__WORK TO BE COMPLETED__
Could you format all the material below as a numbered list, skipping blank lines and leaving the pictures out?
* * *
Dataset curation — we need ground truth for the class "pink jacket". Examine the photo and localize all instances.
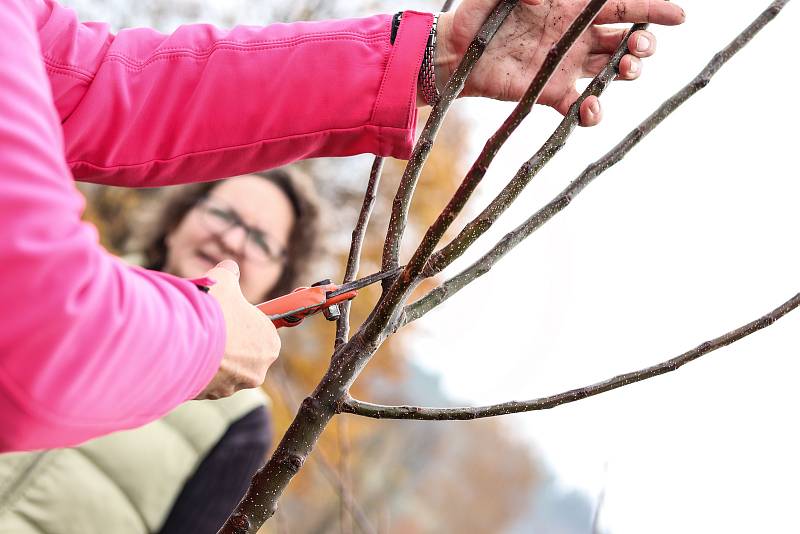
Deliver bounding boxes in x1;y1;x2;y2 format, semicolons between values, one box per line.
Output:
0;0;431;451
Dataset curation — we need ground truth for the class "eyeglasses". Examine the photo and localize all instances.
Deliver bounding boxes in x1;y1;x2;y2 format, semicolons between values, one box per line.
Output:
197;197;286;263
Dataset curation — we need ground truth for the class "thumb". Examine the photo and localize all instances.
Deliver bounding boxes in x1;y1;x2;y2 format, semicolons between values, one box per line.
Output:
212;260;239;280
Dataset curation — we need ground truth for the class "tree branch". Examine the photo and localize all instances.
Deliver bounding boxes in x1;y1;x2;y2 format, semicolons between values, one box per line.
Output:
367;0;608;339
339;293;800;421
422;24;649;278
334;156;384;348
381;0;519;280
400;0;789;325
387;0;608;301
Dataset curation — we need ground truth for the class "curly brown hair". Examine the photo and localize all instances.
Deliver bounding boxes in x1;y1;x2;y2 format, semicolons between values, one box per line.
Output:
127;167;322;300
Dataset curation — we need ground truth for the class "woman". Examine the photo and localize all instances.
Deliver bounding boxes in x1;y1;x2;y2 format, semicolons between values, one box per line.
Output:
0;168;319;534
0;0;684;451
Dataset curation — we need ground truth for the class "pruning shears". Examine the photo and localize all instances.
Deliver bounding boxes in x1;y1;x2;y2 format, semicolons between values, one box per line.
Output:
256;267;403;328
190;267;403;328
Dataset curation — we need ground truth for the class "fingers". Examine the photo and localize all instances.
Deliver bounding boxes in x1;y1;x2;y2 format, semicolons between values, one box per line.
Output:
206;260;239;293
555;88;603;126
583;54;642;80
619;54;642;80
212;260;239;280
592;26;656;58
580;96;603;126
595;0;686;26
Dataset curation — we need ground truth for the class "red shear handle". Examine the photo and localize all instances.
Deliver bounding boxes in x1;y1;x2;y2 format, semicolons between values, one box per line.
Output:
256;284;358;328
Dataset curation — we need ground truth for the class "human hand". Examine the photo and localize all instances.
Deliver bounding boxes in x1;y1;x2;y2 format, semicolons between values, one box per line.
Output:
197;260;281;399
435;0;686;126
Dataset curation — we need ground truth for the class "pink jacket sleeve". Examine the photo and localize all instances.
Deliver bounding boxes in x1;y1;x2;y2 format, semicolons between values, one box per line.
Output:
0;0;429;451
35;0;432;186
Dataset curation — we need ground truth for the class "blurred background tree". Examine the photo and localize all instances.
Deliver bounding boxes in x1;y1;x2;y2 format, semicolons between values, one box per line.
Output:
70;0;541;534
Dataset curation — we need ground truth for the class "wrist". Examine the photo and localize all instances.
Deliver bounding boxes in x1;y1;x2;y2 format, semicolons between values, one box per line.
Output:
434;12;461;92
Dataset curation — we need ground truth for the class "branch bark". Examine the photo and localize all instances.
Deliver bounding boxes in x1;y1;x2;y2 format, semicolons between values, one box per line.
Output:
422;24;649;278
339;293;800;421
400;0;789;326
381;0;519;280
220;0;788;534
368;0;608;344
334;156;384;349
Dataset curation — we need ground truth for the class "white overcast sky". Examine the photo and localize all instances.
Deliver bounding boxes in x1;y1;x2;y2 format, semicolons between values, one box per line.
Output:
414;0;800;534
54;0;800;534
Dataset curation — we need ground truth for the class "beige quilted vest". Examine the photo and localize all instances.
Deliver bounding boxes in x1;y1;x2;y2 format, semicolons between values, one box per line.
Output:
0;390;266;534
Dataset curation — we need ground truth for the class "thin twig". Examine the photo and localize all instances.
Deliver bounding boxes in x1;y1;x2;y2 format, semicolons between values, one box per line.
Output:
381;0;519;280
400;0;789;325
367;0;608;339
422;23;649;278
220;0;788;534
334;156;384;348
340;293;800;421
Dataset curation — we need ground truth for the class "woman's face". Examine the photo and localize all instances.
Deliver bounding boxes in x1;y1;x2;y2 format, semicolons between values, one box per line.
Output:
164;175;294;303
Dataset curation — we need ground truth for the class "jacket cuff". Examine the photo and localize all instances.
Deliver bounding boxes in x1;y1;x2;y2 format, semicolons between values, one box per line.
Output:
370;11;433;159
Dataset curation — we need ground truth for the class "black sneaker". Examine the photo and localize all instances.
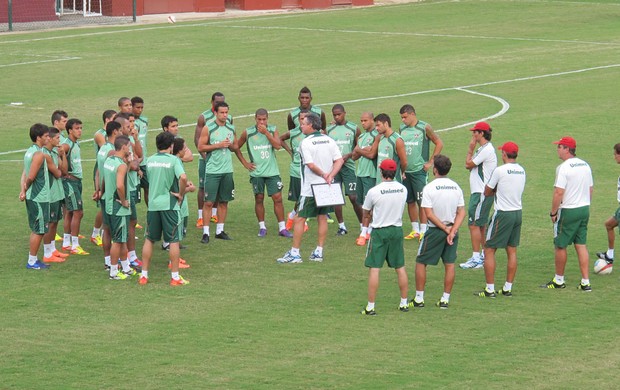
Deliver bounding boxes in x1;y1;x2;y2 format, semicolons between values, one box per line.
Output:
540;279;566;288
215;230;232;240
474;288;497;298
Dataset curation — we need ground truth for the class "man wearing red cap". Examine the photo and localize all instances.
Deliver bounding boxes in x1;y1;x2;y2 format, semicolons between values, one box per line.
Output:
362;159;409;316
540;137;594;291
474;142;525;298
460;122;497;269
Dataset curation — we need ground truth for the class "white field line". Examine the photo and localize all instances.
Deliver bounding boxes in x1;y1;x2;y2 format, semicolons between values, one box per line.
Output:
0;64;620;157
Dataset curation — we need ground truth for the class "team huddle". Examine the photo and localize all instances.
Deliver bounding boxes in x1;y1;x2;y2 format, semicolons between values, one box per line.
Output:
20;87;620;304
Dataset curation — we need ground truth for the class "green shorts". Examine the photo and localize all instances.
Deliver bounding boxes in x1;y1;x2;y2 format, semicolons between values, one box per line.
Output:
108;215;129;243
50;200;62;223
355;176;377;206
205;173;235;202
288;176;301;202
415;227;459;265
62;179;83;211
403;169;428;204
467;192;495;226
297;196;334;218
334;166;357;195
485;210;522;249
250;176;284;196
146;210;183;242
553;206;590;248
364;226;405;268
26;199;50;235
198;158;207;190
* * *
__RESPONSE TO THE EXERCISE__
1. Dataset curation — we need ground truth for the class "pink jacket". Examine the photo and localize all instances.
2. Deliver bounding boxes in x1;y1;x2;y2 format, semicolons between values, one box per line.
3. Output:
4. 0;0;431;451
5. Dataset curation — we need ground truth for the class "eyeglasses". Examine the photo and localize all instances.
6. Deliver bounding boxes in x1;y1;x2;y2 format, semicolons between values, one box per line.
7. Output:
8. 197;197;286;263
9. Dataset curation — we need ground truth for the class "thumb". Examine the photo and localize all instances.
10. Deliver bounding boxes in x1;y1;x2;y2 format, semicolons between values, one box per line.
11. Output:
12. 212;260;239;280
13. Dataset curation — we need ground truth for the class "tree branch". Examine the photo and localize all instances.
14. Deliver bounding boxes in x1;y1;x2;y2 format, semicolons between values, one box per line.
15. Output:
16. 367;0;608;339
17. 339;293;800;421
18. 422;24;649;278
19. 334;156;384;348
20. 381;0;519;280
21. 400;0;789;325
22. 387;0;608;301
23. Dataset curation — we need ground truth for the class "curly brown hair". Examine the photo and localize all instances.
24. Deliver bounding boxes in x1;y1;x2;y2 format, semicolons between values, one box per line.
25. Output:
26. 127;167;322;300
27. Dataset curation — we need ground truth for the class "woman". Examine the photo and localize all instances.
28. Deliver bounding boxes in x1;y1;x2;y2 format, semicolons between values, one box per line.
29. Output:
30. 0;168;319;534
31. 0;0;684;451
32. Dataset curation — we need ground truth for the class "pruning shears". Examine the photo and localize all instances.
33. Deliver bounding boxes in x1;y1;x2;y2 format, semicolons between values, one box per line.
34. Output:
35. 256;267;403;328
36. 190;267;403;328
37. Dataset curation — we need ground truth for the class "fingers". Examine the photo and localize all instances.
38. Deliver bounding boxes in x1;y1;x2;y2 format, semicolons between values, one box per line.
39. Output:
40. 206;260;239;293
41. 555;88;603;126
42. 583;54;642;80
43. 619;54;642;80
44. 212;260;239;280
45. 592;26;656;58
46. 580;96;603;126
47. 595;0;686;26
48. Dataset curation — we need ground truth for the class "red shear handle". Examine the photo and localize all instances.
49. Deliver bounding boxes in x1;y1;x2;y2 format, semicolons between values, one box per line.
50. Output:
51. 256;284;358;328
52. Dataset curation — we need ground truth for the class "human hand". Examine the photo and localize all instances.
53. Deliver bounding boxes in x1;y1;x2;y2 format, semicolons between values, one box per line.
54. Output:
55. 197;260;281;399
56. 435;0;686;126
57. Dataset curation — we need ground truth for the class "pink jacket sleeve". Examine the photo and localize all instances.
58. Deliver bounding boxes in x1;y1;x2;y2 format, semicolons between values, one box per line.
59. Output:
60. 0;0;429;451
61. 35;0;432;186
62. Dataset curation — we need ground truth for the class "blurred background tree". Examine the photo and localize all instances.
63. Deliver bounding boxes in x1;y1;x2;y2 format, semicolons between values, one box per line.
64. Output:
65. 70;0;541;534
66. Dataset curation — we need ground truth for the class "wrist". Examine the photo and localize all instances.
67. Deliver bounding boxes in x1;y1;x2;y2 format, semicolons between values, one box per line.
68. Output:
69. 434;12;461;92
70. Dataset curation — we need ground truth for the class "branch bark". Examine the photo and localize all instances.
71. Deliver bounding boxes in x1;y1;x2;y2 format, semicolons between values, one box per line.
72. Output:
73. 422;24;649;278
74. 339;293;800;421
75. 400;0;789;326
76. 381;0;519;280
77. 220;0;788;534
78. 368;0;608;344
79. 334;156;384;349
80. Dataset curation — we need ground truth for the class "white overcast sky". Examine the photo and localize all instances.
81. Deliver bounding boxes in x1;y1;x2;y2 format, semicolons between values, one box per line.
82. Output:
83. 414;0;800;534
84. 54;0;800;534
85. Dataset curation — we need ground truth for the class "beige quilted vest". Examine the photo and localize all instances.
86. Deliver bounding boxes in x1;y1;x2;y2 format, semicolons between values, one box per line.
87. Output:
88. 0;390;266;534
89. Dataset curation — we need ground truth for the class "thin twig". Examine the photo and localize all instances.
90. Deliver bounding boxes in x1;y1;x2;y2 format, semicolons between values, one box per line.
91. Output:
92. 381;0;519;280
93. 400;0;789;325
94. 367;0;608;339
95. 422;23;649;278
96. 220;0;788;534
97. 334;156;384;348
98. 340;293;800;421
99. Dataset curation — we need ground truth for the class "woman's face". Examine the photo and localize all instances.
100. Deliver bounding boxes in x1;y1;x2;y2 format, semicolons between values, one box per line.
101. Output:
102. 164;175;294;303
103. Dataset curation — we need ground truth for the class "jacket cuff". Examine the photo and localize all instances.
104. Deliver bounding boxes in x1;y1;x2;y2 format, semicolons between values, one box per line.
105. Output:
106. 370;11;433;159
107. Dataset curation — we need ground truth for the class "black sneaker". Examine the photo and localize all instances.
108. Deliver bounding boxes in x1;y1;x2;y2 format, semicolons between values, one box per line.
109. Output:
110. 540;279;566;288
111. 215;230;232;240
112. 474;288;497;298
113. Dataset curation — we need ground truth for the class "man wearing red cap". Examine the photo and localize all instances.
114. Deliver bounding boxes in x1;y1;x2;y2 format, semicolons between values, one box per line.
115. Output:
116. 362;159;409;316
117. 540;137;594;291
118. 474;142;525;298
119. 460;122;497;269
120. Dataset curation — we need ground truth for the class "white field line". Examine the photo and localize all instances.
121. Deliver bounding boxes in x1;y1;x2;y2 format, semicolons between values, one box per line.
122. Output:
123. 0;64;620;157
124. Dataset curation — we need ground truth for the class "team huddle". Examine the photo and localize all instances.
125. Deliver bounding boxes in x1;y1;x2;y2 format, semicolons between values, one box per line.
126. Output:
127. 20;87;620;304
128. Dataset curation — we need ground truth for the class "green shorts". Examine the photo and localize all instances.
129. Deliver bounding boxes in x1;y1;x2;y2 format, semicolons between values, one box per line.
130. Output:
131. 108;215;129;243
132. 50;200;62;223
133. 355;176;377;206
134. 205;173;235;202
135. 288;176;301;202
136. 415;227;459;265
137. 62;179;83;211
138. 403;169;428;204
139. 467;192;495;226
140. 297;196;334;218
141. 334;166;357;195
142. 485;210;522;249
143. 250;176;284;196
144. 146;210;183;242
145. 553;206;590;248
146. 364;226;405;268
147. 26;199;50;235
148. 198;158;207;190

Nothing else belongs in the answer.